[DATA EXTRACT start]
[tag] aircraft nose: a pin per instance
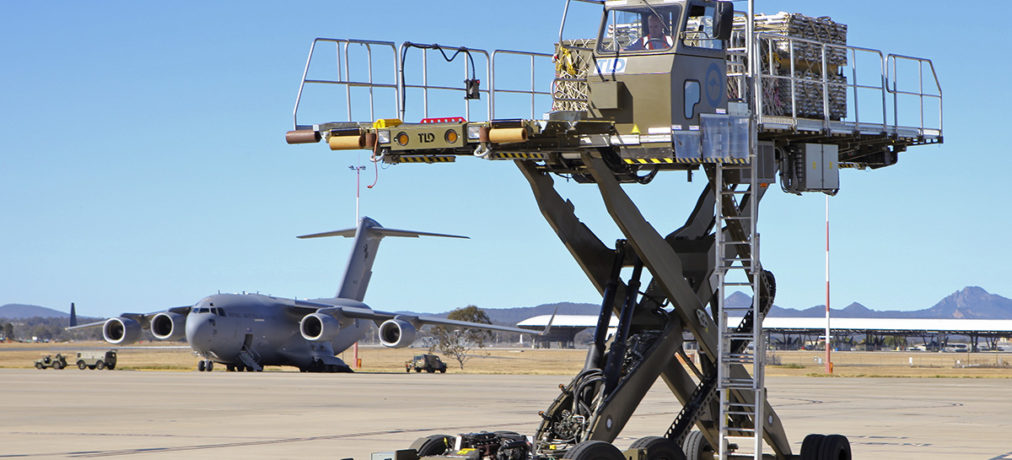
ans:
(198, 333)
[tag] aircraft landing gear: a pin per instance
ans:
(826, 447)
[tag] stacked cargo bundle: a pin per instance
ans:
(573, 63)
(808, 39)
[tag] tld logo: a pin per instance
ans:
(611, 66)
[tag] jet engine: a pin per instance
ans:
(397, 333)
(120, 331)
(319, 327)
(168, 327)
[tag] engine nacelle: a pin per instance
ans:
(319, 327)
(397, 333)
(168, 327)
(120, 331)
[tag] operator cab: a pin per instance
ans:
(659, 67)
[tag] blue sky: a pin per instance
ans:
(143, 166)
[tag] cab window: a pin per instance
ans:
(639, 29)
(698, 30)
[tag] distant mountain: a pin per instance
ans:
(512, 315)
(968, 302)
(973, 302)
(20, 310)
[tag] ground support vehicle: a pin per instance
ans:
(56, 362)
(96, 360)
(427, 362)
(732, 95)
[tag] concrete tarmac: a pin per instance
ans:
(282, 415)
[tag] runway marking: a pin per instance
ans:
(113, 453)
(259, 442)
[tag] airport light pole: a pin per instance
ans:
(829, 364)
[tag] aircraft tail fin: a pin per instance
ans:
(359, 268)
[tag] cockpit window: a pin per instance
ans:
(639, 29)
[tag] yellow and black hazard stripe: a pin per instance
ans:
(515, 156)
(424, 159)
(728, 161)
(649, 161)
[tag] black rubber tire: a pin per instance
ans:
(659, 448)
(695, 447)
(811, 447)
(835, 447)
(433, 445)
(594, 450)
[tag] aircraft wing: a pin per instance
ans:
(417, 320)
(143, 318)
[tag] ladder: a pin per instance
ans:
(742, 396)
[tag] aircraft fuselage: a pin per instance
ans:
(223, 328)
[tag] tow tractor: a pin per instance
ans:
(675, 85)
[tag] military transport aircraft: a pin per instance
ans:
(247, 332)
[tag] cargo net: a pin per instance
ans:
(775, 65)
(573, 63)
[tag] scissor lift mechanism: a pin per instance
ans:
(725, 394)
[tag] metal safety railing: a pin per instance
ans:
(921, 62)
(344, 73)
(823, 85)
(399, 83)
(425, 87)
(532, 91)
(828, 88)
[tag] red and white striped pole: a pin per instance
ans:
[DATA EXTRACT end]
* _TASK GOAL_
Convert all of the records above into a numbered list, skipping any blank lines. Leave the pictures out of the list.

* _THE RESPONSE_
1. [tag] aircraft nose: a pin per instance
2. ans:
3. (198, 333)
4. [tag] aircraft landing gear: a pin per instance
5. ans:
6. (826, 447)
7. [tag] stacked cargo bundle: a pin per instance
8. ans:
9. (573, 63)
10. (808, 39)
11. [tag] tld logo: a pin per instance
12. ans:
13. (611, 66)
14. [tag] jet engine: a pin per instance
15. ans:
16. (397, 333)
17. (120, 331)
18. (319, 327)
19. (168, 327)
20. [tag] engine nacelle: a pin per instance
21. ans:
22. (319, 327)
23. (397, 333)
24. (168, 327)
25. (120, 331)
26. [tag] operator cab: a pin per instance
27. ans:
28. (659, 67)
29. [tag] blue sky: a pin per instance
30. ans:
31. (143, 166)
32. [tag] cab window: a pin per instance
33. ans:
34. (639, 29)
35. (698, 30)
36. [tag] distant mountain: a pin per instance
37. ans:
38. (512, 315)
39. (968, 302)
40. (973, 302)
41. (20, 310)
42. [tag] ground support vehicle: a pin per instance
43. ans:
44. (56, 362)
45. (96, 360)
46. (427, 362)
47. (732, 95)
48. [tag] concrete tarmac: a pin per instance
49. ans:
50. (282, 415)
51. [tag] runway marking: a pin per instance
52. ans:
53. (113, 453)
54. (259, 442)
55. [tag] airport light pole: a pin per instance
56. ans:
57. (829, 364)
58. [tag] aircraft tail fin: a pin per instance
59. ans:
60. (359, 268)
61. [tag] cockpit window: a pin per instance
62. ans:
63. (639, 29)
64. [tag] yellow and black hazard stripe: a pin per instance
65. ans:
66. (515, 156)
67. (424, 159)
68. (728, 161)
69. (649, 161)
70. [tag] black rubber tire: a pin per instance
71. ans:
72. (659, 448)
73. (695, 447)
74. (811, 447)
75. (835, 447)
76. (433, 445)
77. (594, 450)
78. [tag] aircraft wing: a pin per instance
79. ans:
80. (417, 320)
81. (143, 318)
82. [tag] ladder: a pin per instance
83. ans:
84. (742, 396)
85. [tag] aircraft fuselage: a pin per instance
86. ans:
87. (223, 328)
88. [tag] tow tractor: a pin per instance
89. ans:
90. (675, 85)
91. [tag] military transport aircraft: a pin per instance
92. ans:
93. (247, 332)
94. [tag] cargo net: a pin per instance
95. ans:
96. (775, 65)
97. (573, 63)
98. [tag] scissor lift mechanism: a pin per instance
99. ans:
100. (725, 394)
101. [tag] metal safety railing: a pin per instance
102. ans:
103. (921, 62)
104. (344, 73)
105. (823, 85)
106. (399, 83)
107. (425, 87)
108. (532, 91)
109. (828, 88)
110. [tag] red and white striped pole: a pin per instance
111. ans:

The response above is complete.